**What to work on:**
Turn every line of the entries below into a Markdown table with the columns "Row" and "Entry line," numbering the rows in order and omitting any blank lines.

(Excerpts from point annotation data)

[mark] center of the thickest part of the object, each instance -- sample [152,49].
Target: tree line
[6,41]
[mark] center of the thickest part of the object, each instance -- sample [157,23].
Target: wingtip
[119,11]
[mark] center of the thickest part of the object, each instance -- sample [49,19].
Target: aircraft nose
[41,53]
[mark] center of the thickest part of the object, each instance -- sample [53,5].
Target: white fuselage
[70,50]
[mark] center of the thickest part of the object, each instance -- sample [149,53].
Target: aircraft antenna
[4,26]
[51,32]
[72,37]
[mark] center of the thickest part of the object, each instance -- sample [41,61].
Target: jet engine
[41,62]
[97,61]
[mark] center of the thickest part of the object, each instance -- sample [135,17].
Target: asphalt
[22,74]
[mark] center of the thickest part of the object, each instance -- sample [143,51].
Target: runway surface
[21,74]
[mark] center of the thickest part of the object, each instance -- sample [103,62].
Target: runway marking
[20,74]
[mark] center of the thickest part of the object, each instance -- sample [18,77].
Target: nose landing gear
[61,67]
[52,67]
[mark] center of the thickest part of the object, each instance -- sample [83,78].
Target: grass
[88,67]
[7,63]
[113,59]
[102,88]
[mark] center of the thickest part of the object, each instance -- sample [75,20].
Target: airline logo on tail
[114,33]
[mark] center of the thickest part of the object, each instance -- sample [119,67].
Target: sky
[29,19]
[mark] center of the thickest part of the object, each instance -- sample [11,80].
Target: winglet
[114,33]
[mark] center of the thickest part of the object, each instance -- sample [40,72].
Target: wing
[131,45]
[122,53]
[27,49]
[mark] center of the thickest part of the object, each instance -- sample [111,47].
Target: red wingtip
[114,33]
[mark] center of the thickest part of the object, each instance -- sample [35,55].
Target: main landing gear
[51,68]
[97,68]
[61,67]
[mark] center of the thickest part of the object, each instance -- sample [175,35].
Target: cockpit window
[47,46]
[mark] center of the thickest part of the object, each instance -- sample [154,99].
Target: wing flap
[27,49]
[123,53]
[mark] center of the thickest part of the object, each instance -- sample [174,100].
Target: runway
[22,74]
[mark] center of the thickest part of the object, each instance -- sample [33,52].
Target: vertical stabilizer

**Solution for this task:**
| Row | Entry line |
|---|---|
| 1 | [mark] center of the thickest part of the object, each instance -- sample [152,49]. |
| 2 | Target: tree line |
| 3 | [6,41] |
| 4 | [mark] center of the thickest part of the object, each instance -- sample [157,23]. |
| 5 | Target: wingtip |
| 6 | [119,11] |
| 7 | [mark] center of the thickest part of the object, each instance -- sample [49,19]. |
| 8 | Target: aircraft nose |
| 9 | [41,53] |
| 10 | [mark] center of the thickest part of the object, each instance -- sample [53,5]. |
| 11 | Target: white fuselage |
| 12 | [70,50] |
| 13 | [mark] center of the thickest part of the object, each instance -- sample [149,53]. |
| 14 | Target: aircraft antenna |
| 15 | [4,26] |
| 16 | [51,32] |
| 17 | [72,37] |
| 18 | [mark] center of the thickest part of the object, each instance -- sample [41,61]. |
| 19 | Target: jet engine |
| 20 | [41,62] |
| 21 | [97,61] |
| 22 | [mark] center of the thickest part of the object, each instance -- sample [135,17]. |
| 23 | Target: asphalt |
| 24 | [22,74] |
| 25 | [mark] center of the thickest part of the object, each instance -- sample [143,51]. |
| 26 | Target: runway surface |
| 27 | [21,74] |
| 28 | [mark] center of the thickest part of the object, each instance -- sample [103,62]. |
| 29 | Target: runway marking |
| 30 | [20,74] |
| 31 | [mark] center of the thickest part of the object, each instance -- sample [18,77]. |
| 32 | Target: nose landing gear |
| 33 | [61,67] |
| 34 | [52,67] |
| 35 | [mark] center of the thickest part of the object, each instance -- sample [83,78]. |
| 36 | Target: grass |
| 37 | [88,67] |
| 38 | [7,63] |
| 39 | [113,59] |
| 40 | [102,88] |
| 41 | [mark] center of the thickest part of the object, each instance -- sample [75,20]. |
| 42 | Target: airline logo on tail |
| 43 | [114,33] |
| 44 | [mark] center of the thickest part of the object, each instance -- sample [119,67]. |
| 45 | Target: sky |
| 46 | [29,19] |
| 47 | [mark] center of the thickest part of the object, each instance -- sample [11,80]. |
| 48 | Target: winglet |
| 49 | [114,33] |
| 50 | [mark] center of the thickest part of the object, each instance -- sample [40,72]. |
| 51 | Target: wing |
| 52 | [131,45] |
| 53 | [122,53] |
| 54 | [27,49] |
| 55 | [mark] center of the thickest part of the object, each instance -- sample [111,47]. |
| 56 | Target: red wingtip |
| 57 | [114,33] |
| 58 | [mark] center of the thickest part of the object, each instance -- sample [35,55]. |
| 59 | Target: main landing gear |
| 60 | [51,68] |
| 61 | [97,68] |
| 62 | [61,67] |
| 63 | [mark] center of the thickest part of the object, each instance -- sample [175,35]. |
| 64 | Target: cockpit window |
| 65 | [47,46] |
| 66 | [mark] center of the thickest part of the object, each instance -- sample [154,99]. |
| 67 | Target: wing flap |
| 68 | [27,49] |
| 69 | [123,53] |
| 70 | [mark] center of the thickest part of the object, each instance -- sample [174,100]. |
| 71 | Target: runway |
| 72 | [22,74] |
| 73 | [mark] center of the thickest part of the object, each instance -- sample [33,52]. |
| 74 | Target: vertical stabilizer |